● Point-per-instance localization data:

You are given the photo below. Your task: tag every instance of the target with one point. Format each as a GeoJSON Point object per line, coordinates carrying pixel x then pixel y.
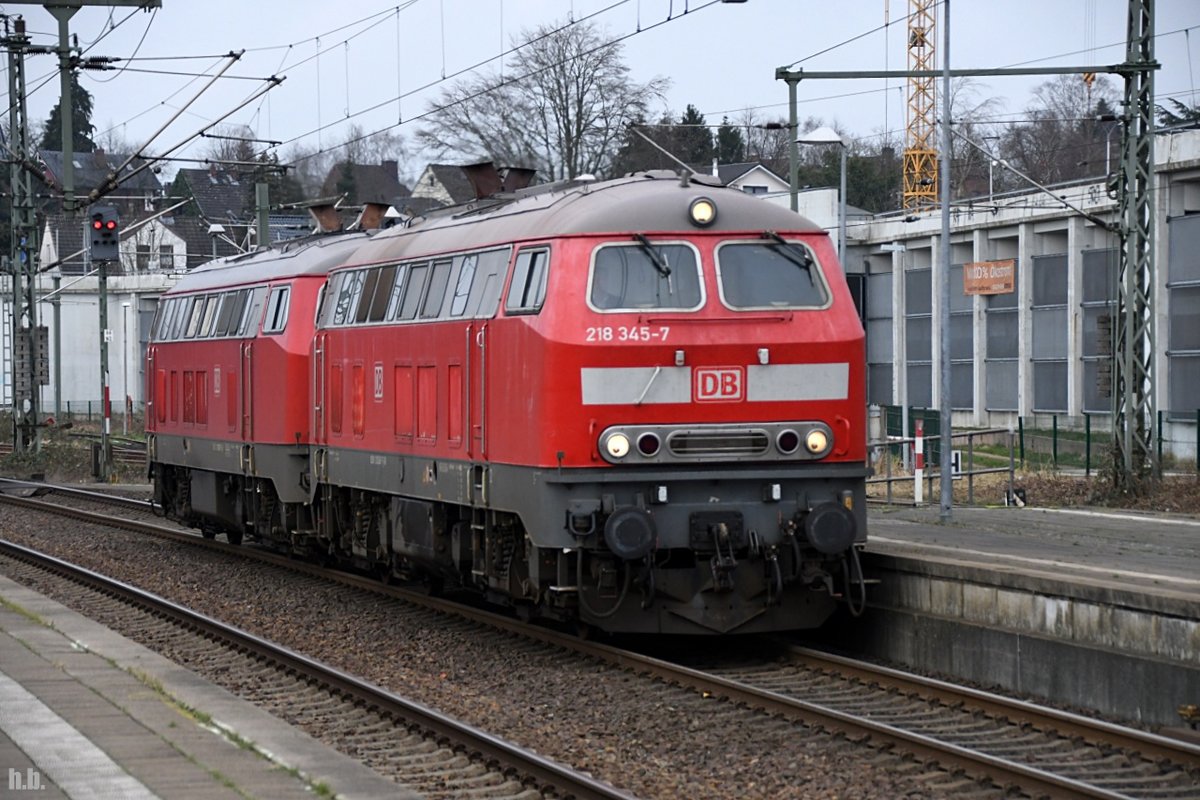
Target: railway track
{"type": "Point", "coordinates": [419, 747]}
{"type": "Point", "coordinates": [994, 739]}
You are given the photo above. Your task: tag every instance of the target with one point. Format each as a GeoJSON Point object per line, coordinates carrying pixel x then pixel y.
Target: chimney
{"type": "Point", "coordinates": [325, 216]}
{"type": "Point", "coordinates": [516, 178]}
{"type": "Point", "coordinates": [484, 179]}
{"type": "Point", "coordinates": [371, 217]}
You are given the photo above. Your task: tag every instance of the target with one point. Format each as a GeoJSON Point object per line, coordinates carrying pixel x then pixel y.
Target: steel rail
{"type": "Point", "coordinates": [492, 750]}
{"type": "Point", "coordinates": [1151, 745]}
{"type": "Point", "coordinates": [1002, 771]}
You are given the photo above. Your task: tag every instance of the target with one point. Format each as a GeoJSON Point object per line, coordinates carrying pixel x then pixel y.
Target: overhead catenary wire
{"type": "Point", "coordinates": [492, 88]}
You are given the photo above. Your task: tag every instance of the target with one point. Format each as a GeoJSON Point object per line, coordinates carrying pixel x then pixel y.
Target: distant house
{"type": "Point", "coordinates": [751, 178]}
{"type": "Point", "coordinates": [222, 211]}
{"type": "Point", "coordinates": [455, 185]}
{"type": "Point", "coordinates": [162, 245]}
{"type": "Point", "coordinates": [445, 184]}
{"type": "Point", "coordinates": [220, 199]}
{"type": "Point", "coordinates": [132, 196]}
{"type": "Point", "coordinates": [366, 182]}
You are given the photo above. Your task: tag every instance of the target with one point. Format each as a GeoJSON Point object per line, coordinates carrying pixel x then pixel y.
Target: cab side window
{"type": "Point", "coordinates": [527, 292]}
{"type": "Point", "coordinates": [276, 310]}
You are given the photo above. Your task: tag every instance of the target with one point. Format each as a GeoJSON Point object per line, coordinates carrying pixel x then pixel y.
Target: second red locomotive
{"type": "Point", "coordinates": [635, 403]}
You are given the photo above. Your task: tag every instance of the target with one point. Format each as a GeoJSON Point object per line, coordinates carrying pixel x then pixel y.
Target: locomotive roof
{"type": "Point", "coordinates": [655, 202]}
{"type": "Point", "coordinates": [310, 256]}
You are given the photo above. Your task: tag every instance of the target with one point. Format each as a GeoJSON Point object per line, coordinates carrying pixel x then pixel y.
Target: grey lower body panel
{"type": "Point", "coordinates": [706, 548]}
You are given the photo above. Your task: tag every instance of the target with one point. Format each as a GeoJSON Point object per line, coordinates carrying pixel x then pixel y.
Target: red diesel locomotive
{"type": "Point", "coordinates": [637, 404]}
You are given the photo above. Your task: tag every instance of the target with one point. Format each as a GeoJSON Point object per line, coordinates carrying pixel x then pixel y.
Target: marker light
{"type": "Point", "coordinates": [617, 445]}
{"type": "Point", "coordinates": [702, 211]}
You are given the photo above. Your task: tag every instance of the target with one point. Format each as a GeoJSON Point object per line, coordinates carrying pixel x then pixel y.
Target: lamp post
{"type": "Point", "coordinates": [828, 136]}
{"type": "Point", "coordinates": [125, 365]}
{"type": "Point", "coordinates": [215, 229]}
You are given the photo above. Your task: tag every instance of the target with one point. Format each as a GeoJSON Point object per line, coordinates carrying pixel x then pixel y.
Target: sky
{"type": "Point", "coordinates": [351, 67]}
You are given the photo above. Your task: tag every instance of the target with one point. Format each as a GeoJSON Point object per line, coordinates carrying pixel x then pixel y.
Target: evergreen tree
{"type": "Point", "coordinates": [1183, 114]}
{"type": "Point", "coordinates": [694, 143]}
{"type": "Point", "coordinates": [731, 146]}
{"type": "Point", "coordinates": [81, 121]}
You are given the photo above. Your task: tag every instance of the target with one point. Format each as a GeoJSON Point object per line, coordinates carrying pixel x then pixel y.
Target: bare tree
{"type": "Point", "coordinates": [1063, 139]}
{"type": "Point", "coordinates": [310, 167]}
{"type": "Point", "coordinates": [973, 119]}
{"type": "Point", "coordinates": [564, 115]}
{"type": "Point", "coordinates": [231, 143]}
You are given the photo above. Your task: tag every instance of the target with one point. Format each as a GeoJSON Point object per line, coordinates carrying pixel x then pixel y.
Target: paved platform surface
{"type": "Point", "coordinates": [87, 714]}
{"type": "Point", "coordinates": [1141, 552]}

● What needs to be done: Repeat all entries exactly, pictures excluded.

● Solved problem:
You are given the photo below. Your task: tag every instance of the target with one point. Format each as a GeoJSON Point object per line, coordinates carrying pixel x then pixel y.
Target: railway track
{"type": "Point", "coordinates": [419, 747]}
{"type": "Point", "coordinates": [994, 739]}
You are given the photo above. Your task: tag every instance of the target with one point. Format each as a GeoJSON Point object per line, coordinates carrying pixel x then pixel y.
Target: chimney
{"type": "Point", "coordinates": [325, 216]}
{"type": "Point", "coordinates": [516, 178]}
{"type": "Point", "coordinates": [484, 179]}
{"type": "Point", "coordinates": [371, 217]}
You are given the photo above. Your task: tag every instance of the target with one point. Format each as a GeoJSON Point object per line, coordinates carrying pixel x then pixel y.
Target: steel rail
{"type": "Point", "coordinates": [492, 750]}
{"type": "Point", "coordinates": [1151, 745]}
{"type": "Point", "coordinates": [1002, 771]}
You are given the photo above. Your task: tag every instance of the target with one point. Format each as a GeoJSON Point object per line, coordinates carrying pixel x then pixel y.
Target: overhead catenary wire
{"type": "Point", "coordinates": [492, 88]}
You are given the photo above. Your task: tag every instance of the target with one point. Format each as a GeoJSON Point object per line, coordinates carrying pixel x then pixel y.
Target: distant house
{"type": "Point", "coordinates": [751, 178]}
{"type": "Point", "coordinates": [222, 211]}
{"type": "Point", "coordinates": [455, 185]}
{"type": "Point", "coordinates": [162, 245]}
{"type": "Point", "coordinates": [445, 184]}
{"type": "Point", "coordinates": [220, 199]}
{"type": "Point", "coordinates": [132, 196]}
{"type": "Point", "coordinates": [366, 182]}
You are given the photo above. Your task: tag every instance of the target with one point. Format each as a GeoJSON Point object per line, coordinates carrying pixel x then pixel y.
Target: cab side window
{"type": "Point", "coordinates": [527, 292]}
{"type": "Point", "coordinates": [276, 310]}
You are given the photo above. Your task: tag every instance of the target with one point. Format each as a GeoJSON Point object per line, coordinates carrying pixel x then pixel y.
Target: second red locomotive
{"type": "Point", "coordinates": [635, 403]}
You are given the photo above. Your task: tag every instance of the target with one point. Format each as a GeoJSON Point object per line, coordinates carrying pixel x then pixel y.
Target: locomotive roof
{"type": "Point", "coordinates": [655, 202]}
{"type": "Point", "coordinates": [310, 256]}
You are given the photo above. Your task: tag every instance of the target with one point. Format each as a GeoJSON Point object per line, coordinates carrying pixel x then pixel y.
Target: grey lower body panel
{"type": "Point", "coordinates": [706, 548]}
You are given the photo above. Your task: tag every instance of the target with one point. Format each as a GeoJSON Point object per line, coordinates carrying pixel x then pixel y.
Target: red diesel locomotive
{"type": "Point", "coordinates": [637, 404]}
You are given the photo above. Your task: tag every instance of the target with one point. Format each as a GeoJSON Point object per line, coordinates carrying pixel x then pixel y.
Target: marker light
{"type": "Point", "coordinates": [617, 445]}
{"type": "Point", "coordinates": [702, 211]}
You are given the photo above. Your task: tag every instance of the target with one point. Format each as a GeoJSON Point object per line, coordinates carrying pixel x then pixel y.
Target: lamp post
{"type": "Point", "coordinates": [828, 136]}
{"type": "Point", "coordinates": [125, 365]}
{"type": "Point", "coordinates": [215, 229]}
You are given the photo above. Your task: tag every instance of the target with one point. Format each as a GeoJSON Point object per line, coordinates carrying pixel x then pixel y.
Target: sky
{"type": "Point", "coordinates": [351, 67]}
You are given the photo above. Your task: tag every instance of the target with one point. Format each as a GeoJSON Point object per line, coordinates carrying pixel x then pixel y.
Target: evergreen tree
{"type": "Point", "coordinates": [1183, 114]}
{"type": "Point", "coordinates": [694, 143]}
{"type": "Point", "coordinates": [731, 146]}
{"type": "Point", "coordinates": [81, 121]}
You are given the photo above. Your task: tag every instance of the target with one point. Format each as a GeoJSON Point object per line, coordinates carrying pixel x then pixel y.
Target: bare tree
{"type": "Point", "coordinates": [1063, 139]}
{"type": "Point", "coordinates": [310, 167]}
{"type": "Point", "coordinates": [973, 119]}
{"type": "Point", "coordinates": [564, 115]}
{"type": "Point", "coordinates": [231, 143]}
You are given the photo above. Your task: tag every instance of the target with one point. Format each as a GeoJSON Point object per line, coordinates carrying pixel x then pixel y.
Target: paved platform surface
{"type": "Point", "coordinates": [87, 714]}
{"type": "Point", "coordinates": [1141, 552]}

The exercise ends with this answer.